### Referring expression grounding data
┄┄┄┄┄┄┄┄┄┄

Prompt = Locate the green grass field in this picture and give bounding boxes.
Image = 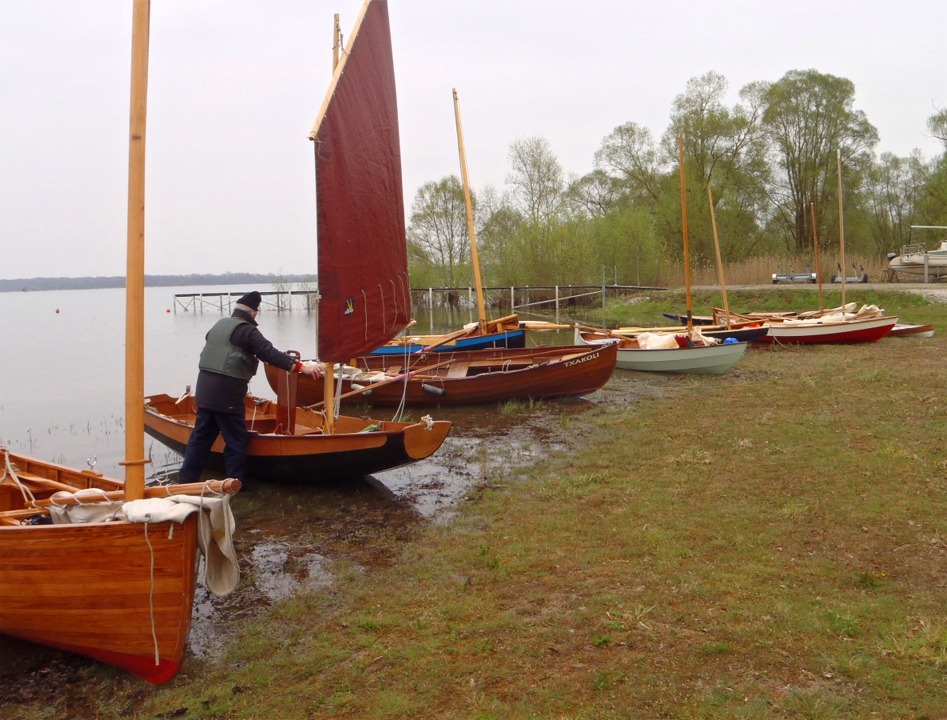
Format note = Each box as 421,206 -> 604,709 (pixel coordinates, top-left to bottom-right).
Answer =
4,288 -> 945,719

┄┄┄┄┄┄┄┄┄┄

### What to produce
Return all of the entries word for word, but omit the pictures.

### Answer for the task
Prompt = Locate the green grass field in this picture and give bounding boxes.
Image = 
Format note = Each box as 421,206 -> 604,709 (pixel coordinates, top-left to bottom-right).
Answer =
4,288 -> 945,719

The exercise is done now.